= FRAGMENTO FACILITADO =
+++

Nuestro objetivo era continuar
por la carretera 32, pasar la central hidroeléctrica de Bláskógar y realizar el
regreso por el lado oriental del valle, por la carretera 26. Más allá nos
hubiera resultado imposible continuar porque las carreteras no eran aptas para
nuestro vehículo ya que se internaban en las Tierras Altas.
En la zona de la central estaban
de obras. La instalación hidroeléctrica era curiosa, aunque jamás hubiéramos
aceptado gustosos que nos destinaran a ella. Era una sensación de fin del
mundo, de páramo, de soledad infinita. Iniciamos el regreso por ese paisaje
sobrecogedor, sin hierba ni flores, y nos encontramos con casi 30 kilómetros de
camino de tierra rizado que producía una intensa vibración del volante, con el
consiguiente destrozo de mi cuello y hombros. Nos armamos de valor y de
paciencia y fuimos consumiendo kilómetros.

+++

= DATOS ALMACENADOS =
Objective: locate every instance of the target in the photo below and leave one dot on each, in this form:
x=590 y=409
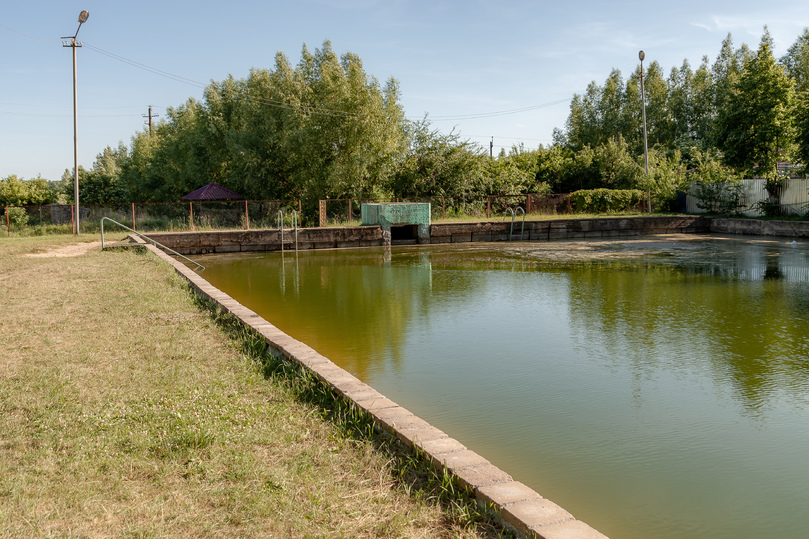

+++

= EJERCICIOS PROPUESTOS =
1. Responda, a partir del fragmento facilitado, a las siguientes preguntas:
(a) ¿Por qué carretera se preveía realizar el regreso?
(b) ¿Qué ocurría en la zona de la central?
(c) ¿Cuántos kilómetros de camino de tierra encontraron?
2. Explique, según el fragmento facilitado, por qué no habrían podido continuar más allá.
3. Enumere las sensaciones que, según el fragmento facilitado, producía el lugar de la instalación hidroeléctrica.

= SOLUCIONES =
1.
(a) Por la carretera 26, por el lado oriental del valle.
(b) Estaban de obras.
(c) Casi 30 kilómetros.

2. No habrían podido continuar porque las carreteras no eran aptas para su vehículo, ya que se internaban en las Tierras Altas.

3.
- Fin del mundo
- Páramo
- Soledad infinita